(DATA SUPPLIED)

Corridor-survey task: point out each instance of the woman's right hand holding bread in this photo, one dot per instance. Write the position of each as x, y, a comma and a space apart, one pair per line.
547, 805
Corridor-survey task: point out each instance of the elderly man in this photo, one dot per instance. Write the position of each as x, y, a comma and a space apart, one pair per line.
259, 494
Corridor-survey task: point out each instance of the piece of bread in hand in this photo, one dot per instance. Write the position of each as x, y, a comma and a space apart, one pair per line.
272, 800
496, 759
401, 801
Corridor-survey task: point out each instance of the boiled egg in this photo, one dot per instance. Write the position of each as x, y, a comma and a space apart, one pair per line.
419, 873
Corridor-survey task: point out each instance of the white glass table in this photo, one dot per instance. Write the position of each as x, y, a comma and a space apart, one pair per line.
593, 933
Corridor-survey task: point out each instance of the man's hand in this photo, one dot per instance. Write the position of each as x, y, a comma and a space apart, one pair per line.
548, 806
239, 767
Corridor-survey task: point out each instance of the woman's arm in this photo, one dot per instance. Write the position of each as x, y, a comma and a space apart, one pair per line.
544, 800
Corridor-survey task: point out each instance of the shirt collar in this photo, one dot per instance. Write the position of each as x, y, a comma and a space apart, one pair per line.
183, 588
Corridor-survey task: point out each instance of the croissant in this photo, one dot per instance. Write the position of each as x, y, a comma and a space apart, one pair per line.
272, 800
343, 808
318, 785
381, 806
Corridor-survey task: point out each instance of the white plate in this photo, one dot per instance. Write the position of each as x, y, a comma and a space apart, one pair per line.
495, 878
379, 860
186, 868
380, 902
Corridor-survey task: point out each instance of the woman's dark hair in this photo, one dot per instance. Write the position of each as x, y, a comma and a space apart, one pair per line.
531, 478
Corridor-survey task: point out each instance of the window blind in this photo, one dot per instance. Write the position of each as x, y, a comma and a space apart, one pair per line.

(End DATA SUPPLIED)

**TASK STATEMENT**
Would you retype the full listing without altering a single word?

**YOUR RESPONSE**
Corridor-survey task: point out each instance of the woman's right hand holding bread in this photo, one dot per instance. Write the position of each as x, y, a comma and a space apart, one pair per line.
547, 805
Corridor-survey task: point out each instance of the elderly man in this photo, one dot per instance. Write the position of each as x, y, a comma and a space apart, one pair per line.
259, 494
Corridor-survey task: point out each instance of the piece of bread in hand in this photo, one dot per instance. Write the position of each as x, y, a comma and a space apart, one pair per line.
272, 800
496, 759
401, 801
Corridor-survey task: point out each instance of the boiled egg in this photo, one dot per instance. Write the position of each as x, y, a comma and a space apart, one pair per line.
419, 873
Corridor-survey task: point out each instance of the white glass table in this photo, one dot per instance. Write the position of each as x, y, a comma and a space apart, one pair per line.
593, 933
Corridor-survey task: point out each instance of the man's hand in this photo, one dot per instance. Write the position of each as x, y, a comma and a space apart, one pair per line.
548, 806
239, 767
Corridor-survey task: point out each instance of the woman's arm in this photo, one dot per instance. Write the position of each as x, y, a comma and a space apart, one pair per line.
544, 800
Corridor-survey task: point out each instance of the shirt collar in this photo, one dot per instance. Write the position of each as x, y, a comma and a space apart, one pair per line.
183, 588
Corridor-survey task: point out each instance of the croissant in this photo, one dot per instance. Write the position of each as x, y, a comma and a space apart, one pair per line.
272, 800
343, 808
318, 785
381, 806
Corridor-survey task: point out each instance of the white plate in this photo, one dot per instance. Write the position of each as x, y, a comma and a space apart, one pair per line.
495, 878
379, 860
186, 868
380, 902
Corridor-survey task: point out each instance of the woman's dark hair in this photo, one dot per instance. Write the position of each as x, y, a comma and a space apart, one pair per line.
531, 478
Corridor-survey task: point out each instance of the window blind in this photo, one dot per instance. Write the position of each as x, y, a comma and a space apart, one pair per line.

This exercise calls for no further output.